[To be done]: Reproduce the part of the data that opens with the line containing "spot the pale sand background" and closes at the end of the data, replacing "wrinkled" with "creased" and leaving all else unchanged. Omit the pictures from your answer.

[START Dataset]

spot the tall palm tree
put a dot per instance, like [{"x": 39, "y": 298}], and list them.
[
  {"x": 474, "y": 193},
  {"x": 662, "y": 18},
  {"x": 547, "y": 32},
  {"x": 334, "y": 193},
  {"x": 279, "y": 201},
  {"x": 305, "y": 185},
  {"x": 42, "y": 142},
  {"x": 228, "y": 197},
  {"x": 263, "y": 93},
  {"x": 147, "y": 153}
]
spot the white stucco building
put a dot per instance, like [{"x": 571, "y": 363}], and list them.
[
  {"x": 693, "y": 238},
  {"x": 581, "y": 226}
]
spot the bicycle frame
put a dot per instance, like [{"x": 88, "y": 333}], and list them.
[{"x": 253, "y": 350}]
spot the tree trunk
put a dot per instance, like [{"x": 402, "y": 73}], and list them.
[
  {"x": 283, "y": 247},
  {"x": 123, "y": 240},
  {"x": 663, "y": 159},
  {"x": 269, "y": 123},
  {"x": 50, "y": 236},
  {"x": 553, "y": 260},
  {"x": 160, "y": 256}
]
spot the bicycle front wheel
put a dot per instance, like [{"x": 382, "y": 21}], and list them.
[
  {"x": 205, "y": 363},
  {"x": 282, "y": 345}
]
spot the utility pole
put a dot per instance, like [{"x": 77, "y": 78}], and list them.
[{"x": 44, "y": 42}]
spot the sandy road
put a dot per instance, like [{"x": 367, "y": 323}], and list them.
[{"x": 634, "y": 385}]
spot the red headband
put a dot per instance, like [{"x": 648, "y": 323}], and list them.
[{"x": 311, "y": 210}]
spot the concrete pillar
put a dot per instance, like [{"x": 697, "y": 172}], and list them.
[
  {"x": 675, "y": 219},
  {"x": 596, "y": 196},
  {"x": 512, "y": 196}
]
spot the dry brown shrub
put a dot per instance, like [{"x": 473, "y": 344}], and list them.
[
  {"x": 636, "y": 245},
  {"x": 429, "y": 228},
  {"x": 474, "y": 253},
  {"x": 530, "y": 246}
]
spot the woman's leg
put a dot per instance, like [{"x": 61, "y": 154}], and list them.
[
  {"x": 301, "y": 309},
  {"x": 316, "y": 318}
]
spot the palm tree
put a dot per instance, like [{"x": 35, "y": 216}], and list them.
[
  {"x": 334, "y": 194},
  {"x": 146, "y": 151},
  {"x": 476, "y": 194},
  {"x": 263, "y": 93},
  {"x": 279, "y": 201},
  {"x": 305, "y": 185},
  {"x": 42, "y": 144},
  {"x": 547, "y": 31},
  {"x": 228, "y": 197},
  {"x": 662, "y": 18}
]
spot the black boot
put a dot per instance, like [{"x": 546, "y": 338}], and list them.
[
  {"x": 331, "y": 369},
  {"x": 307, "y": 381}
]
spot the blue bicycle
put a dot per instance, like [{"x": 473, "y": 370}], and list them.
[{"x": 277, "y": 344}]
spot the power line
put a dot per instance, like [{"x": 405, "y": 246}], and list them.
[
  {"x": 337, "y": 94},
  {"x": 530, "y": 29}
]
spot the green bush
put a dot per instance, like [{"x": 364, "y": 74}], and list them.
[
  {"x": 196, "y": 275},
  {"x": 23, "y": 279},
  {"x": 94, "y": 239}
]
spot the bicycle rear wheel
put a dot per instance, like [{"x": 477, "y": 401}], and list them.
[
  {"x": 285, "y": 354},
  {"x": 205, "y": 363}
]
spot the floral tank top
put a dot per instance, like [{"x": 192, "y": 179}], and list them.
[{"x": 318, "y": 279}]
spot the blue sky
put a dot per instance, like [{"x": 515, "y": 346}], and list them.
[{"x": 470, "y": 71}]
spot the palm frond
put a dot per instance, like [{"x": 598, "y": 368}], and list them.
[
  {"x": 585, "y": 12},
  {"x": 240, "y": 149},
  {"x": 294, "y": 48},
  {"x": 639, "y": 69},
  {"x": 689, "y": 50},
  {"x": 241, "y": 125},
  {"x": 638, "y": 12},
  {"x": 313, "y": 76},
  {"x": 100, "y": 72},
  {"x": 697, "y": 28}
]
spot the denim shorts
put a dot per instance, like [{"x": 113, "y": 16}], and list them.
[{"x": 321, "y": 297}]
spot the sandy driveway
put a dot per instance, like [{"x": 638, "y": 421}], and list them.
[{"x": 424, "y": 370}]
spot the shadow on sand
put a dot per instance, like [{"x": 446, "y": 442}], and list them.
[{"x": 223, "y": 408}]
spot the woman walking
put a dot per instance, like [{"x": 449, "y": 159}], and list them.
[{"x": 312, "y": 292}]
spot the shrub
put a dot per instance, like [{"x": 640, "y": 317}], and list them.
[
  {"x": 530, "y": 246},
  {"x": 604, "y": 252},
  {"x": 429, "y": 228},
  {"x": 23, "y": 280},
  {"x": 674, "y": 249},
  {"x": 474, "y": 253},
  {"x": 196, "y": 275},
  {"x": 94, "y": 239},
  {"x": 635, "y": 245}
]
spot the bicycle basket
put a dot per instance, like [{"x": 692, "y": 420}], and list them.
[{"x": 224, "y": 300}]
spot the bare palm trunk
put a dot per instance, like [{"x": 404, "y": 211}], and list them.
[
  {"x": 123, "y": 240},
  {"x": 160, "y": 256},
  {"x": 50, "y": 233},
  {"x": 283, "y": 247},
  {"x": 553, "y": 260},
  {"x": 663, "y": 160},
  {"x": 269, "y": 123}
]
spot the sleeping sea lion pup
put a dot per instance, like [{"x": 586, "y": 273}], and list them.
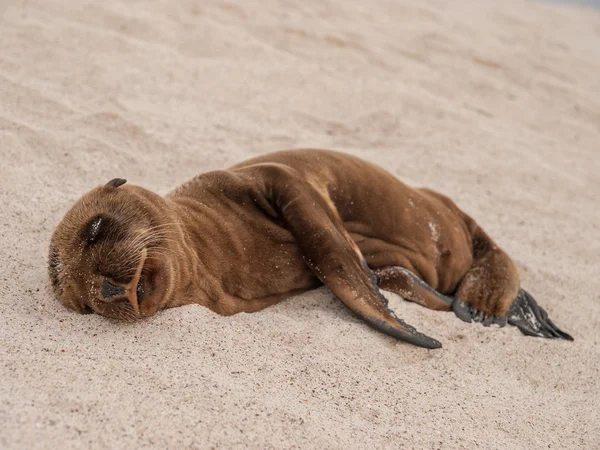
[{"x": 241, "y": 239}]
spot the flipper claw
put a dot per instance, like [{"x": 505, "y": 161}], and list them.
[
  {"x": 462, "y": 310},
  {"x": 532, "y": 319}
]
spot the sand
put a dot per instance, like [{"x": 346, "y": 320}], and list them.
[{"x": 496, "y": 104}]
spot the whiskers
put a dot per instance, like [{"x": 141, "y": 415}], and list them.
[{"x": 122, "y": 311}]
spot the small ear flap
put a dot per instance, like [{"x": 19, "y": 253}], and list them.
[
  {"x": 96, "y": 229},
  {"x": 115, "y": 182}
]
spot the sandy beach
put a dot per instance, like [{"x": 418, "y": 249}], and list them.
[{"x": 496, "y": 104}]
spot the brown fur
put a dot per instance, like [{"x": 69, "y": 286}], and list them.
[{"x": 241, "y": 239}]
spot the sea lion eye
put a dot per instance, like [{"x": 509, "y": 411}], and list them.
[
  {"x": 139, "y": 291},
  {"x": 95, "y": 230},
  {"x": 110, "y": 290}
]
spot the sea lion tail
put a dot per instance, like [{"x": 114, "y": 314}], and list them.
[{"x": 532, "y": 319}]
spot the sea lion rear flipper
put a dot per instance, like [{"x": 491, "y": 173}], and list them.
[
  {"x": 327, "y": 248},
  {"x": 532, "y": 320}
]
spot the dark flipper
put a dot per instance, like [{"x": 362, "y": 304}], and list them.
[
  {"x": 532, "y": 320},
  {"x": 468, "y": 313},
  {"x": 327, "y": 248}
]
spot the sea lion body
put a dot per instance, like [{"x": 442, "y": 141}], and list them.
[{"x": 241, "y": 239}]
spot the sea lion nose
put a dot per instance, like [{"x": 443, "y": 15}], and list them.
[{"x": 110, "y": 290}]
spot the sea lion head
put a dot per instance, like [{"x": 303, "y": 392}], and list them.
[{"x": 111, "y": 252}]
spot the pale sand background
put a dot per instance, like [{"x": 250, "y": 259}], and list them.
[{"x": 495, "y": 103}]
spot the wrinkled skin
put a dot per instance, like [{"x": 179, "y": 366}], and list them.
[{"x": 241, "y": 239}]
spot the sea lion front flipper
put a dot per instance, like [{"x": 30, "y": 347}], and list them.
[
  {"x": 328, "y": 250},
  {"x": 532, "y": 319}
]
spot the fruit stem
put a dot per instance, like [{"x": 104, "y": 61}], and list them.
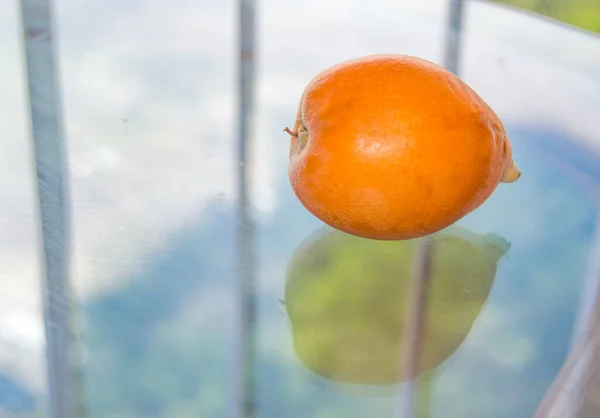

[END Dataset]

[Solved exercise]:
spot the pale sand background
put a dot per instance, like [{"x": 250, "y": 259}], and list them.
[{"x": 495, "y": 103}]
spot the creased skin
put a dot per instance, like [{"x": 179, "y": 366}], and list them.
[{"x": 241, "y": 239}]
spot the sea lion front flipper
put a dot per instance, like [{"x": 30, "y": 347}], and list them.
[
  {"x": 328, "y": 250},
  {"x": 532, "y": 319}
]
spot the fruit stem
put a dot per instance, like [{"x": 104, "y": 61}], and list them.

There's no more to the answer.